**Estratto selezionato**

*-*-*

La questione è fondata.

Come si è già ricordato, ben può il legislatore innestare un premio di maggioranza in un sistema elettorale ispirato al criterio del riparto proporzionale di seggi, purché tale meccanismo premiale non sia foriero di un’eccessiva sovrarappresentazione della lista di maggioranza relativa (sentenza n. 1 del 2014). 

Il legislatore ha ritenuto di tener fede alle indicazioni della giurisprudenza costituzionale, sia prevedendo una soglia minima di voti per l’attribuzione del premio di maggioranza, sia disponendo che, qualora nessuna lista raggiunga 340 seggi, si proceda a un turno di ballottaggio tra le due liste più votate. Se, come sopra affermato (punto 6), la prima previsione non determina un’irragionevole compressione della rappresentatività dell’organo elettivo, sono invece le concrete modalità dell’attribuzione del premio attraverso il turno di ballottaggio a determinare la lesione degli artt. 1, secondo comma, 3 e 48, secondo comma, Cost.

*-*-*

**Compito 1**
Secondo il brano sul premio di maggioranza, quale soglia di seggi, se non raggiunta da alcuna lista, comporta un turno di ballottaggio?
Il brano e i record provengono da fonti distinte.

*-*-*

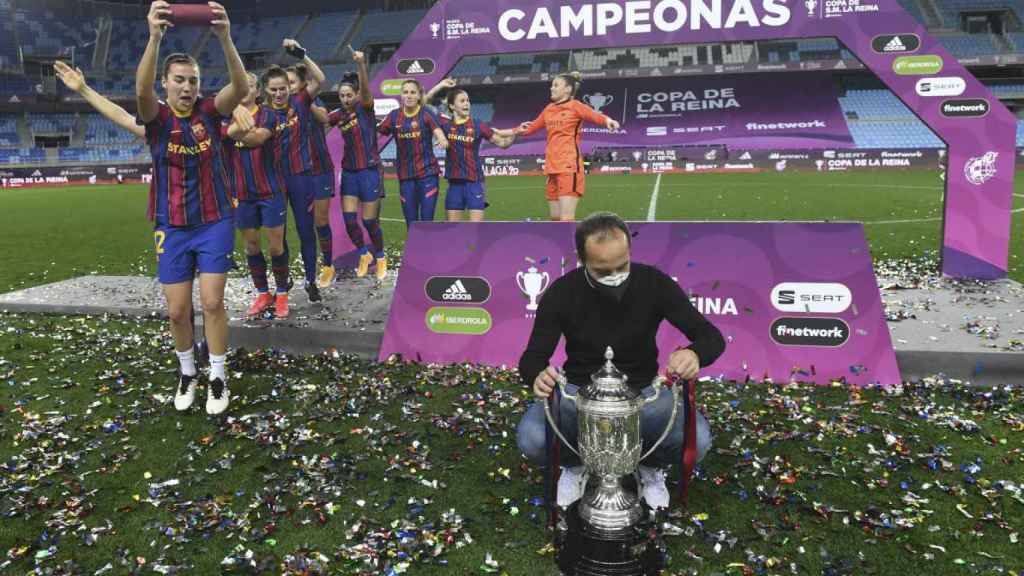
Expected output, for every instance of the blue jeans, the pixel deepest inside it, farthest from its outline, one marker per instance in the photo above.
(653, 418)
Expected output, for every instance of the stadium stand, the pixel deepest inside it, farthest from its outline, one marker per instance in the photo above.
(385, 28)
(49, 33)
(324, 34)
(8, 131)
(968, 45)
(8, 41)
(950, 10)
(875, 116)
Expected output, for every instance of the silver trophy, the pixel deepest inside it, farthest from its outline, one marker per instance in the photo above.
(610, 444)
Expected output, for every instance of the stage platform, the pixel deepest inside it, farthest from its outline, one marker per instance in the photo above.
(972, 331)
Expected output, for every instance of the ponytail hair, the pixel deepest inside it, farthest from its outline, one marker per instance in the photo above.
(573, 79)
(273, 72)
(453, 94)
(350, 79)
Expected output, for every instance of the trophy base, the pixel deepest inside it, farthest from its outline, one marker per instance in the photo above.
(636, 550)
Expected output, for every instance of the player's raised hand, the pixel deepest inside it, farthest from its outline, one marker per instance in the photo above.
(157, 18)
(243, 118)
(358, 56)
(220, 25)
(683, 363)
(546, 382)
(72, 77)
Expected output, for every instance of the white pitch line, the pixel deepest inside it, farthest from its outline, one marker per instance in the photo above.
(652, 209)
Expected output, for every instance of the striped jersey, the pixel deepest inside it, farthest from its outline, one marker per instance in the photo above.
(462, 160)
(358, 129)
(254, 172)
(189, 180)
(293, 135)
(415, 141)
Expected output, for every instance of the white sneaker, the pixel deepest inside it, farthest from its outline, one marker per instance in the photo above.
(652, 487)
(184, 395)
(217, 397)
(570, 485)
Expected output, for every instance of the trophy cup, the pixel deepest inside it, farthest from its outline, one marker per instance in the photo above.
(532, 283)
(603, 533)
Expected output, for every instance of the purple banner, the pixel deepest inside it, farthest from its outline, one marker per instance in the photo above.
(978, 129)
(793, 300)
(800, 111)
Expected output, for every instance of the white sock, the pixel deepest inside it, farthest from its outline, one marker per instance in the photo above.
(217, 367)
(187, 361)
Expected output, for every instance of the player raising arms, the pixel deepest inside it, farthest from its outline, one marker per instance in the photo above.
(259, 188)
(360, 183)
(463, 165)
(75, 81)
(416, 130)
(300, 164)
(563, 119)
(325, 181)
(193, 211)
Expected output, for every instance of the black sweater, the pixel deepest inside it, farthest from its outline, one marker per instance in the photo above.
(592, 320)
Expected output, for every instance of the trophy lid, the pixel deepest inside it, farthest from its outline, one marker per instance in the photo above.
(609, 382)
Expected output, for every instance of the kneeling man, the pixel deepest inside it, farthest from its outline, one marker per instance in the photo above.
(611, 301)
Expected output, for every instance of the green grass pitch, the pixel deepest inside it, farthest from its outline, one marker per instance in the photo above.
(324, 454)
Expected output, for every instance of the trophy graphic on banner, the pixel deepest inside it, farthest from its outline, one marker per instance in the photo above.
(597, 100)
(532, 283)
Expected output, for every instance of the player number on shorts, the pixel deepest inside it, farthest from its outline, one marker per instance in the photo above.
(159, 237)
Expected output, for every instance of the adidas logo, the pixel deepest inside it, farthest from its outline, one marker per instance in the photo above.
(458, 292)
(895, 45)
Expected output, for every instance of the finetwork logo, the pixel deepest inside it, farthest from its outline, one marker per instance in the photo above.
(449, 289)
(758, 126)
(821, 332)
(981, 169)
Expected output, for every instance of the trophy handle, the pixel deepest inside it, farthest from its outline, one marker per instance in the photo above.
(672, 419)
(551, 420)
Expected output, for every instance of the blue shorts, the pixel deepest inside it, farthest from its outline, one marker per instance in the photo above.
(324, 186)
(419, 188)
(365, 184)
(465, 195)
(183, 250)
(269, 212)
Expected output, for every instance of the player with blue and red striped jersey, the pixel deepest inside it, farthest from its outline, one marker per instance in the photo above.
(360, 182)
(326, 178)
(463, 165)
(301, 165)
(259, 189)
(193, 208)
(416, 131)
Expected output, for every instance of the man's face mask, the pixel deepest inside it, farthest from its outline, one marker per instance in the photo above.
(613, 284)
(614, 280)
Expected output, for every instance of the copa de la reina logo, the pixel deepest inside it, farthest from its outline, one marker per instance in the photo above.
(639, 17)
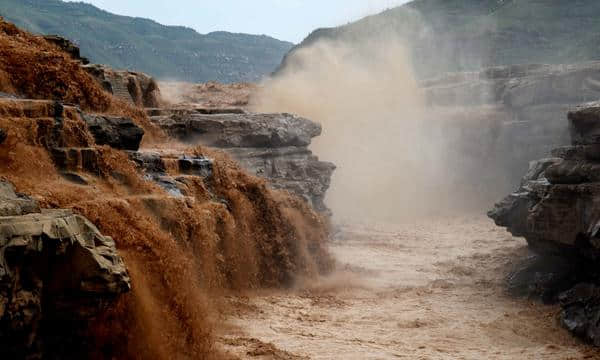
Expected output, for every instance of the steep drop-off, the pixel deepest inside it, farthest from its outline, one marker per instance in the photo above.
(167, 52)
(226, 231)
(556, 210)
(466, 35)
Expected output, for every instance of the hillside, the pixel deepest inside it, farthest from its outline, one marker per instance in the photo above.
(460, 35)
(167, 52)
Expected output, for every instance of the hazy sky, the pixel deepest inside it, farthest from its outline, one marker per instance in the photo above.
(288, 20)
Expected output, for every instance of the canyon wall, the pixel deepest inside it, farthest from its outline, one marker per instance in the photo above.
(273, 146)
(497, 120)
(556, 208)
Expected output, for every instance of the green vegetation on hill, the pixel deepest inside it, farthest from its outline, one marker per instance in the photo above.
(166, 52)
(460, 35)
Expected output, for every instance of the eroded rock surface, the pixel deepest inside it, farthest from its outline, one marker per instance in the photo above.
(118, 132)
(557, 210)
(56, 272)
(274, 146)
(134, 87)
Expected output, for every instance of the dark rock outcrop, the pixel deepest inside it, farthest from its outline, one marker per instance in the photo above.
(557, 210)
(56, 273)
(273, 146)
(117, 132)
(134, 87)
(67, 46)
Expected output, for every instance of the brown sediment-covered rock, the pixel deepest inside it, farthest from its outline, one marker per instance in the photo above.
(56, 272)
(273, 146)
(134, 87)
(116, 131)
(225, 229)
(508, 116)
(557, 210)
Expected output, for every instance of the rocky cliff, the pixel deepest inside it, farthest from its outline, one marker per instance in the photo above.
(497, 120)
(186, 222)
(556, 209)
(166, 52)
(57, 272)
(272, 146)
(468, 35)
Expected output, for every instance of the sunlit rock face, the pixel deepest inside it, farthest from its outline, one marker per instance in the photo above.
(273, 146)
(510, 115)
(56, 272)
(557, 209)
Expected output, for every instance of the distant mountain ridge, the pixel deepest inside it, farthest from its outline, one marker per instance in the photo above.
(466, 35)
(166, 52)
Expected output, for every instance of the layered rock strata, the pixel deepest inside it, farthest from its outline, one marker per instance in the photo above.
(273, 146)
(134, 87)
(557, 210)
(56, 272)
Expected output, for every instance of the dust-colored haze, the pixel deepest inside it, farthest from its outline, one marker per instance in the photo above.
(372, 112)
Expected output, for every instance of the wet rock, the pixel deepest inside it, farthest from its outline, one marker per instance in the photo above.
(584, 124)
(519, 111)
(170, 169)
(557, 210)
(273, 146)
(133, 87)
(56, 272)
(117, 132)
(543, 276)
(581, 312)
(76, 159)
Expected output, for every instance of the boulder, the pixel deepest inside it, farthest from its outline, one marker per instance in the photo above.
(557, 210)
(56, 273)
(118, 132)
(241, 130)
(133, 87)
(273, 146)
(508, 116)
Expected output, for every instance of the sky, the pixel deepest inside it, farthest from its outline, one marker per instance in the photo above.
(290, 20)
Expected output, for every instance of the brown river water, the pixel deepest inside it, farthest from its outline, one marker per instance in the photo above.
(427, 289)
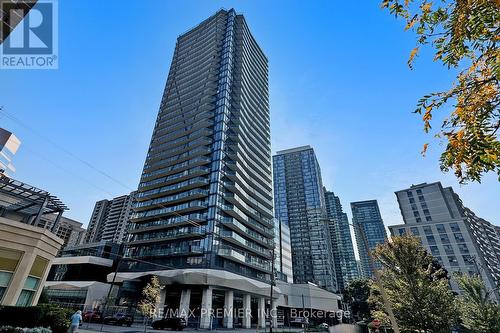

*-*-*

**Compito 2**
Riproduci la parte dei record che si apre con la riga contenente "the brown sediment-covered" e prosegue fino alla fine dei record, estremi inclusi. Escludi le immagini dalla risposta.

**Risposta completa 1**
340 seggi.

**Risposta completa 2**
Expected output, for every instance of the brown sediment-covered rock, the pixel deepest inside it, farthest from its outline, one marker per instance in the photo above.
(56, 272)
(273, 146)
(134, 87)
(116, 131)
(225, 229)
(508, 116)
(557, 210)
Expected output, for every instance of the rocky cliff, the pixel deepest inside it, farthest from its outline, one marker per instance in the photo above.
(497, 120)
(186, 222)
(556, 209)
(166, 52)
(57, 272)
(272, 146)
(468, 35)
Expected output, for every instance of the sunlit rock face, the pixel deepest inside it, farthest from its outline, one marker per instance in the photo above.
(273, 146)
(510, 115)
(56, 272)
(557, 209)
Expected output, for every instance of the distant mountain ridge, the pixel deepest inside it, farthest from its outline, one marker per instance in the photo above.
(466, 35)
(166, 52)
Expected output, for every instance of the layered rock strata, the pixel deepest inside it, farthest from its outline, one marker per instance in the photo above.
(273, 146)
(134, 87)
(557, 210)
(56, 272)
Expected output, for every instance of the dust-colored haze, the pixel deepest inside it, farthest from its outline, one marker per instance in the photo above.
(372, 112)
Expected output, for every instance of the wet rock, the pixel deepest inside it, farthest from its outline, one marker per instance in the photo above.
(584, 124)
(519, 111)
(170, 169)
(557, 210)
(273, 146)
(133, 87)
(56, 272)
(117, 132)
(543, 276)
(581, 312)
(76, 159)
Expected output, for every instance of the boulder, the pixel deepest inside it, farthest from its outline, one marker per instance in the photo above.
(557, 210)
(56, 273)
(118, 132)
(241, 130)
(133, 87)
(273, 146)
(508, 116)
Expected output, for every instance of the sky, the pixel deepest inside it, farthest from its outline, one marker per instance in the photo above.
(290, 20)
Expected output, for every instance of the brown river water, the pixel deepest inside it, farthest from its outline, one marker per instance in the photo above.
(427, 289)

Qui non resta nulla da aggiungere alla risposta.